**Textauszug**
-=-=-=-=-

Feedback : Wie „Peer-Review“ Schulen voranbringt

Vor acht Jahren hat die Meusebach-Grundschule in Brandenburg ihre Entwicklung zu einer inklusiven Schule begonnen. Seit anderthalb Jahren ist die Schule Teil des Entwicklungsprogramms des Deutschen Schulpreises für exzellente Schulen. Hier beraten sich ehemalige Bewerberschulen, die nicht mit einem Preis ausgezeichnet wurden, gegenseitig und werden in ihrer Entwicklung von Expertinnen und Experten aus Wissenschaft und Praxis unterstützt. Das Schulportal begleitet in einer Langzeitreportage die Meusebach-Grundschule auf ihrem Weg zur inklusiven Schule.

Wenn eine zweite Lehrkraft die Förderung bestimmter Kinder im Unterricht übernimmt, ist es wichtig, zu dokumentieren was die Kinder gemacht haben.

-=-=-=-=-

**Quelldaten**
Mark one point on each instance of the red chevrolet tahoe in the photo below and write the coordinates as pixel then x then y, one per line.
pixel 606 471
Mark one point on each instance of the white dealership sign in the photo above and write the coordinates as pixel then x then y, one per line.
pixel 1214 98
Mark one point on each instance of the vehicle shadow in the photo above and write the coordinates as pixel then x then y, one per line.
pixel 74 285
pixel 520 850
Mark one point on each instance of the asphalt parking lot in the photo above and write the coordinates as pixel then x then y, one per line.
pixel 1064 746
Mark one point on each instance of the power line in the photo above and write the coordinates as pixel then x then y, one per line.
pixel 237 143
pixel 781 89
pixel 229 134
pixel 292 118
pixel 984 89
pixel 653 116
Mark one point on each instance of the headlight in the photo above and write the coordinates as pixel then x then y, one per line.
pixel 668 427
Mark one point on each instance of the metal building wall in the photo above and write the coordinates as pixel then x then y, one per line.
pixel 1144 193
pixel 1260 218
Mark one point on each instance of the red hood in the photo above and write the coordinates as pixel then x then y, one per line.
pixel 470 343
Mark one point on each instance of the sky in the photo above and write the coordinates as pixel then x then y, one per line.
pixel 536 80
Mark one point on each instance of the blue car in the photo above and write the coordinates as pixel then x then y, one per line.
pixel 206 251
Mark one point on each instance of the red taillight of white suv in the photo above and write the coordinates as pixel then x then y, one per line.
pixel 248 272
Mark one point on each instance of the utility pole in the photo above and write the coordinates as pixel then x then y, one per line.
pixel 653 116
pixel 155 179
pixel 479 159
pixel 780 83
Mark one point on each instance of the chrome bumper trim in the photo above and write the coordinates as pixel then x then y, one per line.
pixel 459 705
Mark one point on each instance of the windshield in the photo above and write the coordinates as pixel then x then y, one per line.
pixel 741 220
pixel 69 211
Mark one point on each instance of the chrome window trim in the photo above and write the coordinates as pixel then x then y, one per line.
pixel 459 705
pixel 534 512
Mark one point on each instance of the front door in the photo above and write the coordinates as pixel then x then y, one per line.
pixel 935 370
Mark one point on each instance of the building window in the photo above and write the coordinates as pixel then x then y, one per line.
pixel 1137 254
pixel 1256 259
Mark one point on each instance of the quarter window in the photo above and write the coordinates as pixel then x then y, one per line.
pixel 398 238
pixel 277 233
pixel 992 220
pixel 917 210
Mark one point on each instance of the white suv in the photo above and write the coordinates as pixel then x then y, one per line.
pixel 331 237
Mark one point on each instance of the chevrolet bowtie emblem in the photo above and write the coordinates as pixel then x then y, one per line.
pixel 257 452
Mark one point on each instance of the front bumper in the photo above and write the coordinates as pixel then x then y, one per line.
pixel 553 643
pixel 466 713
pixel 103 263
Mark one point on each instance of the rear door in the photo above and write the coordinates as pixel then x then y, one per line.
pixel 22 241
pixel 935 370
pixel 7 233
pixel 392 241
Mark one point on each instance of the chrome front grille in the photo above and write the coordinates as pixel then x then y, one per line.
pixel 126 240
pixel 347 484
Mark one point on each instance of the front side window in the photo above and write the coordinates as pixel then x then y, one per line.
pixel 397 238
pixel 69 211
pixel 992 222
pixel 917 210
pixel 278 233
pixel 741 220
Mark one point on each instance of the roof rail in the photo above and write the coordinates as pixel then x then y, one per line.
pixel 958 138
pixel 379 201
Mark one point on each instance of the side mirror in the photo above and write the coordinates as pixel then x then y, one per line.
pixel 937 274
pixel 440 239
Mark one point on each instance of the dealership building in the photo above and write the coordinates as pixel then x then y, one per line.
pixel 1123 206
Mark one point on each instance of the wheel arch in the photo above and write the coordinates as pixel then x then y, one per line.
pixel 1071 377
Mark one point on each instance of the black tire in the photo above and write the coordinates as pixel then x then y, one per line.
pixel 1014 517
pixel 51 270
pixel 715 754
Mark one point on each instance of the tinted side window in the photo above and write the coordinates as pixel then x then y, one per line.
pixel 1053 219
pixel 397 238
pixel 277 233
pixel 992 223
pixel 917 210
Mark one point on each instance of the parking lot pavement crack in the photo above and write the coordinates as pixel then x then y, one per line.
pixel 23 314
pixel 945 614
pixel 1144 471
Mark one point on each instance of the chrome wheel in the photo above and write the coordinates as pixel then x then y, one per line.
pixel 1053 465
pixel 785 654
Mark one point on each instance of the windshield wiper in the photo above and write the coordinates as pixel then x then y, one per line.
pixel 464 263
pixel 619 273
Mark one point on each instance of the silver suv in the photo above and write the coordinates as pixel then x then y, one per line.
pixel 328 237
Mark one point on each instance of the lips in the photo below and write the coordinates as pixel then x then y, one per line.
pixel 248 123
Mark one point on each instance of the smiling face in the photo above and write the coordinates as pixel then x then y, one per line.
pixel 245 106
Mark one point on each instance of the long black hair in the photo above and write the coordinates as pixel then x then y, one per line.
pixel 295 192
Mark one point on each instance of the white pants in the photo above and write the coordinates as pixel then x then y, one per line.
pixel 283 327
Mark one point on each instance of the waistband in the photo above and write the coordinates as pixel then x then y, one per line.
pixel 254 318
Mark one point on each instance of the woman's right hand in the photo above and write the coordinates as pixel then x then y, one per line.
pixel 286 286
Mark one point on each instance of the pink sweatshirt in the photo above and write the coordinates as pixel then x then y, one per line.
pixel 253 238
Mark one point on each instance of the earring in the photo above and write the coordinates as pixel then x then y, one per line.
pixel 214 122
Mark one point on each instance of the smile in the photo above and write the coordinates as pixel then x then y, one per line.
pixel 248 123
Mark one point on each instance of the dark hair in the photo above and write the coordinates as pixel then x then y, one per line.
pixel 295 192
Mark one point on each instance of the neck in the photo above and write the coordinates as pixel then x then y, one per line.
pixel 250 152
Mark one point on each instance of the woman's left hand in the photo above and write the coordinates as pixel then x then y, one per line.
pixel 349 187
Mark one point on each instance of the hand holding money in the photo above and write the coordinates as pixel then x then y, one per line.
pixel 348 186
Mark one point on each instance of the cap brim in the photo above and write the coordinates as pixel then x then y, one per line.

-=-=-=-=-

**Arbeitsanweisung**
Führen Sie den Textauszug über das Peer-Review an der Meusebach-Grundschule im Anschluss an seinen letzten Satz fort.

**Endgültige Antwort**
©Sebastian Pfütze

Die Gerüstbauer sind an diesem Morgen die Attraktion in der Hofpause. Staunend sehen die Sechstklässlerinnen und Sechstklässler zu, wie die Metallstangen und Holzbohlen nacheinander abgebaut werden und die bunte Fassade des Neubaus zum Vorschein kommt. Die Veränderungen an der Meusebach-Grundschule im Brandenburgischen Geltow überschlagen sich derzeit fast. Das Sekretariat ist nicht mehr im alten Gebäude zu finden wie noch bei unserem letzten Besuch, sondern in dem provisorischen Containerbau gegenüber. Und auch die Schulleitung hat in diesen Tagen gewechselt. Monika Nebel hat sich in den Ruhestand verabschiedet und in ihrem Kollegium den Staffelstab an ihre Nachfolgerin Claudia Hach übergeben. Das neue Schulleitungsteam, bestehend aus Claudia Hach und Katja Stolz, wird nun gemeinsam mit allen Beschäftigten fortsetzen, was die Schule vor gut acht Jahren begonnen hat.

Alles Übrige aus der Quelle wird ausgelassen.